- [Texto para leitura]
--- --- ---
Porém, obras marcantes, como um todo e que influenciaram gerações, tem poucas. Ou muitas se relativizarmos e compararmos com outros génios semelhantes, como Brian Wilson, Paul MCartney, Leiber & Stoller ou até Tin Pan Alley.
Para mim, Like a Rolling Stone, há só uma. Mas depois há Ballad of a thin man ou Desolation Row. Ouvir esta música a fechar a apresentação do filme musical Woodstock, obriga-me sempre a mais uma audição, no disco, pelo prazer que me dá.
Há uma composição de Dylan, desgarrada de álbuns e que aparece no Greatest Hits nº2, salvo erro. Chama-se Tomorrow is a long time e foi já cantada por vários artistas populares como Rod Stewart e Sandy Denny no primeiro álbum a solo dessa cantora.
A versão de Sandy é definitiva e impressionante de beleza.
O talento é um dom. Se alguém o perde, e outro alguém o aponta, “não está a fazer uma crítica, mas só um lamento e por isso…" diz o Sérgio Godinho que poderíamos mudar de assunto...
mas só para dizer que também o Sérgio Godinho foi apanhado da engrenagem da secura das fontes.
Não é uma questão de ser contra a crítica. E se calhar compreendi-a mal. Seguem-se desculpas. Há más obras e maus obreiros. Mas também há más obras de bons obreiros, ou bons obreiros que se perdem. O que me aborrece, não em nenhum dos caros Zazie e José, é esta dicotomia do "bestial hoje, besta amanhã".
Em relação ao ditado árabe, não é redutor, não senhor: Ninguém proíbe quem não faz de fazer. A chatice é que quem faz, forçosamente comete erros. E como fez e cometeu erros, leva muitas vezes mais pelos erros (muitas vezes ínfimos) que cometeu do que pela obra que fez.
Na minha inocência eu acho que o talento raramente se perde, pode-se modificar, pode ser menos inspirador, mas perder-se, penso que não.
A vida é descontinuada. Tem momentos. Não acredito que o S. Godinho tenha perdido o talento. Estará por ventura à procura de outras quimeras. Ou anda feliz, que a felicidade normalmente inibe a inspiração. seja como for, o Sérgio já me deu muito mais do que eu lhe dei a ele, que só lhe comprei os CDs e bilhetes de concerto.
Mas, na verdade, há talentos que definham tanto na inspiração que mirram até desaparecerem do campo visual ou auditivo.
Curiosamente, muitos deles, mirram na juventude. Outros,mais tarde um pouco.
O talento estará lá, estará. Mas como não se vê, ouve ou lê, é como se não estivesse...
O Sérgio Godinho mirrou logo por alturas do Canto da boca, em 81.
"Há muito muito tempo, era eu uma criança..."
Mas o que ficou chega e sobra para justificar uma vida, isso é verdade.
E quem pode dizer o mesmo?
--- --- ---
- [Listagem de dados]

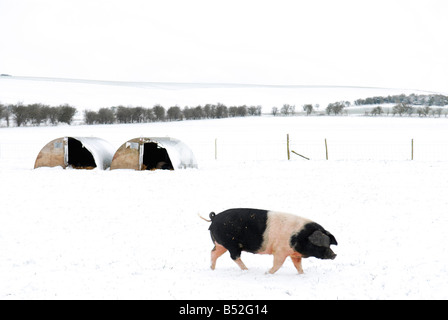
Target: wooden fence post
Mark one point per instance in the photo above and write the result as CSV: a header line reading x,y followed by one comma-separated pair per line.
x,y
216,148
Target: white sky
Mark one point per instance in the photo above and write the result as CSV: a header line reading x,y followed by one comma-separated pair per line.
x,y
392,43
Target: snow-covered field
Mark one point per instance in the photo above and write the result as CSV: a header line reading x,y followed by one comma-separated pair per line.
x,y
124,234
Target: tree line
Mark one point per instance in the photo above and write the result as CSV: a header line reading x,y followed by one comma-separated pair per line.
x,y
36,114
414,99
122,114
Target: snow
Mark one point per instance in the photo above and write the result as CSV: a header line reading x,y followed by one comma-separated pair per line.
x,y
123,234
93,94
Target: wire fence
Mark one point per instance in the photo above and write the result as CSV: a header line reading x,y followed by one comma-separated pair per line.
x,y
331,149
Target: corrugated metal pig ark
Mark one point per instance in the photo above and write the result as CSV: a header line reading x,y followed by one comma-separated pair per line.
x,y
153,153
77,153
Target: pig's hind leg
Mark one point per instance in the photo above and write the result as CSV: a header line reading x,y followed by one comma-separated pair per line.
x,y
217,251
235,254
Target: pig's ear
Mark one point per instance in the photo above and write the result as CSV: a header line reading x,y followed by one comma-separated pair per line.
--- --- ---
- [Tarefas a realizar]
(a) Segundo o texto sobre Dylan e Sérgio Godinho, de quem é a versão de Tomorrow is a long time considerada definitiva?
(b) Transcreva as linhas da listagem desde a que contém "Target: pig's hind leg" até ao fim da listagem, incluindo ambas as extremidades.
O texto e a listagem provêm de fontes distintas.

- [Resultados esperados]
(a) A de Sandy Denny.

(b)
Target: pig's hind leg
Mark one point per instance in the photo above and write the result as CSV: a header line reading x,y followed by one comma-separated pair per line.
x,y
217,251
235,254
Target: pig's ear
Mark one point per instance in the photo above and write the result as CSV: a header line reading x,y followed by one comma-separated pair per line.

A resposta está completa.